Given request
Output each line exactly as it appears, skipping any embedded picture.

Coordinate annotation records
+ + + + +

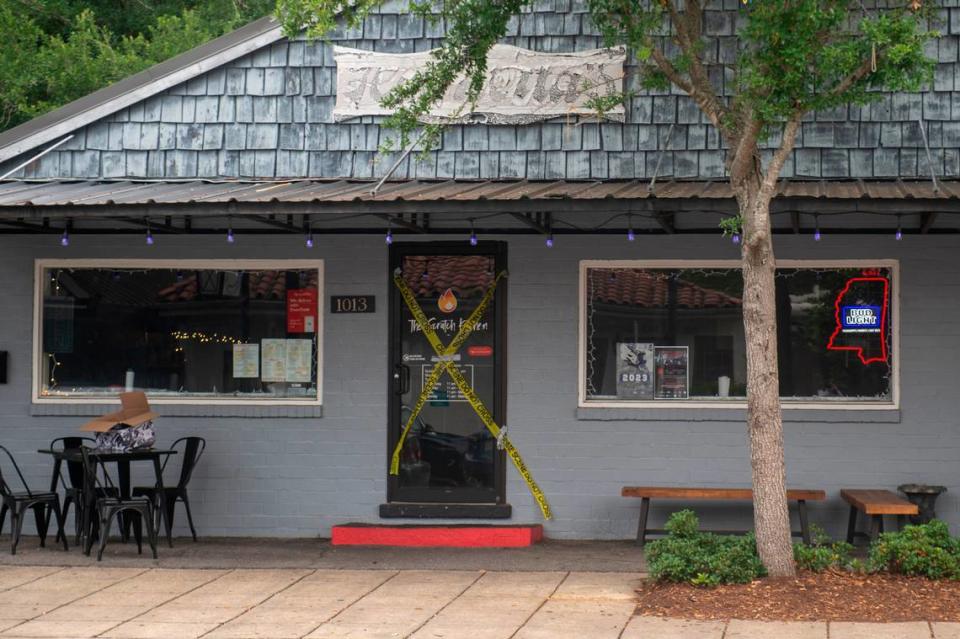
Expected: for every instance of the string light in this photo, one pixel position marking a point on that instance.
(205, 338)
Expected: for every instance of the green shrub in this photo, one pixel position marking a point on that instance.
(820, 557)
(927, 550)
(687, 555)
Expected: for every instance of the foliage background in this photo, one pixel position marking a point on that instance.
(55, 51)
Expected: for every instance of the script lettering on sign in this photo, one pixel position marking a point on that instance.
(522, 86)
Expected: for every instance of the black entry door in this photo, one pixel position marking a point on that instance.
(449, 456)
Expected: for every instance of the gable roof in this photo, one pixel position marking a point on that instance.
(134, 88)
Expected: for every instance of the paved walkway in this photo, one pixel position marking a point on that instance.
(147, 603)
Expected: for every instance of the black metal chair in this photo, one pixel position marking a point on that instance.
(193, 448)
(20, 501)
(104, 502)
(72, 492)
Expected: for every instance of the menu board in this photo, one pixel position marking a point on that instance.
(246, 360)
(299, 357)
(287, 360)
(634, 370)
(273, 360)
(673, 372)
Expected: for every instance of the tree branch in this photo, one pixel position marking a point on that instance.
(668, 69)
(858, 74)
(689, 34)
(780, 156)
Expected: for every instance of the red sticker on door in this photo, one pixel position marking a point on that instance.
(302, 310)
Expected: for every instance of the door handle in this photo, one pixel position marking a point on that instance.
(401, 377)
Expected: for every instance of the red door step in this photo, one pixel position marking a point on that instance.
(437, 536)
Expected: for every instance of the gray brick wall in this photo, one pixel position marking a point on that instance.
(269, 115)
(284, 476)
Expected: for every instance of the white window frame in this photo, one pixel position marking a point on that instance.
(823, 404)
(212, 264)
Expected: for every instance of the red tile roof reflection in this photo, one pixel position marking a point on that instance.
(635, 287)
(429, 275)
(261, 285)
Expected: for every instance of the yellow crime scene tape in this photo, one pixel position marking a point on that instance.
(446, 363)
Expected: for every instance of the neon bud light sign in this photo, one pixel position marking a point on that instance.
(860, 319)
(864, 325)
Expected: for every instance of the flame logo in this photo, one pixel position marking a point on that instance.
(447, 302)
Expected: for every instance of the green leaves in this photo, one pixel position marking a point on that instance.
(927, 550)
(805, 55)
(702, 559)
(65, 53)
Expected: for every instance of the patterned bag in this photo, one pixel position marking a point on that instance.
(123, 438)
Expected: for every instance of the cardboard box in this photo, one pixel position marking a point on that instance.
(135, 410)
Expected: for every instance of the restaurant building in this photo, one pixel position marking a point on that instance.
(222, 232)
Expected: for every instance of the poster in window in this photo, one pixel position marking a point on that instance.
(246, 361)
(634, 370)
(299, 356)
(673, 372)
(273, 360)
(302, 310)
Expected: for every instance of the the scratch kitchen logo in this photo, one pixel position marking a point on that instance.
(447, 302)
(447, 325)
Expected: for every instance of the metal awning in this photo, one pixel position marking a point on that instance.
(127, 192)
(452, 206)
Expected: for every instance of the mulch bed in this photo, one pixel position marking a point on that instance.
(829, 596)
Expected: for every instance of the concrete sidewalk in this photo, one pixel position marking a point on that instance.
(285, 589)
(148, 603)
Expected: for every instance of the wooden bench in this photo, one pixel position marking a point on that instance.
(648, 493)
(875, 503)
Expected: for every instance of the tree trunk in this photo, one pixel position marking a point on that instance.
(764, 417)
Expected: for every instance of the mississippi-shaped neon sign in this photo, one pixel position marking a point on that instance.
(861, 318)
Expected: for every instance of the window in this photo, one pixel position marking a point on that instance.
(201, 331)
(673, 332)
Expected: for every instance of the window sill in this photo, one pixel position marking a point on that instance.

+ + + + +

Answer for this exercise
Expected: for every instance of the string light in this photo, one pixel position marking a point on that instance.
(205, 338)
Expected: for every instance of the green shrub in this photo, one pixel position marking a point on that instance.
(820, 557)
(927, 550)
(687, 555)
Expected: for every instance of the foliage background in this photo, one pixel position marking a point on that instance.
(55, 51)
Expected: for every instance of the script lettering on sign in this photo, one pixel position marking a point on that instance.
(522, 86)
Expected: for every instance of the black entry door in this photo, one pixel position marking a point on that instance.
(449, 456)
Expected: for every instance of the gable roof in this photo, one pixel position marking a point on that instance.
(134, 88)
Expected: for every instance of the paved walkway in this photo, one pixel position marking a point on that instance.
(147, 603)
Expected: for every instance of the black metal chair in this photo, one pixel position marking a point on that instance.
(193, 448)
(20, 501)
(104, 502)
(72, 492)
Expected: for every instance of the menu board in this photo, one pixel position marking a point on that instance.
(246, 360)
(299, 357)
(287, 360)
(634, 370)
(273, 360)
(673, 372)
Expected: for every instance of the tree branch in this photo, one pixel position marking a point on that instance.
(668, 69)
(858, 74)
(689, 34)
(780, 156)
Expected: for every instance of the red sticker on door in this photo, one pixel position marking a point on that instance.
(302, 310)
Expected: for every instance of the door handle in this photo, one pixel position marking a point on that instance.
(401, 377)
Expected: for every instance of the red door step in this photo, one pixel position marking a point on that instance.
(437, 536)
Expected: for every instance of the gray brick wall in this photo, one pixel position marking a point on that instance.
(269, 115)
(284, 476)
Expected: for every instance of the white window frame in this photo, one pixel position marking a point on that instance.
(823, 404)
(212, 264)
Expected: for every instance of the red tile roof reflection in this photo, one pixel position marking a point on that instance.
(635, 287)
(429, 275)
(261, 285)
Expected: for every instance of the yellow crime scene tape in this photo, one pixel position marking a point on that instance.
(446, 363)
Expected: for every instance of the neon bud light sign in this photo, one pixel position marking a point on that instance.
(860, 319)
(864, 325)
Expected: for every instance of the flame logo in this photo, one pixel position marking a point on that instance.
(447, 302)
Expected: for every instance of the green leaves in this photo, one pixel position marking a point on that instance.
(927, 550)
(805, 55)
(702, 559)
(65, 53)
Expected: for every instance of the patterned bag in this photo, one pixel position marking a point on that instance.
(123, 438)
Expected: for every instance of the cardboard box in this photo, one pixel position marking a point on that instance.
(135, 410)
Expected: for every instance of the restaurant building in this photo, one pixel position marking a point on that instance.
(222, 232)
Expected: for every instance of the poster in window in this photo, one pixel position marking a point on that instance.
(246, 361)
(634, 370)
(299, 356)
(673, 372)
(273, 360)
(302, 310)
Expected: for every instance of the the scratch kitchen logo in this photo, one pixel position marking a point on that instance.
(447, 302)
(447, 325)
Expected: for every instance of the metal awning in this photo, one pixel position marking a point on that instance.
(127, 192)
(452, 206)
Expected: for every instance of the mulch bed in this photo, one pixel position marking a point on that instance.
(829, 596)
Expected: for every instance of the concrete sidewalk in this photo, one pixel position marking a point on that instance.
(285, 589)
(148, 603)
Expected: for every instance of the wooden bench in this photo, one pixel position marking a point on that instance.
(648, 493)
(875, 503)
Expected: for every instance of the tree trunk in this photo, one pixel position marking a point on that instance.
(764, 417)
Expected: for every instance of the mississippi-shaped neon sign in this photo, one pixel position marking a point on that instance.
(861, 318)
Expected: for every instance of the window in this photo, one pixel position marking a point on that instance.
(201, 331)
(673, 332)
Expected: for every instance of the window sill in this photo, one pixel position marking a point on that instance.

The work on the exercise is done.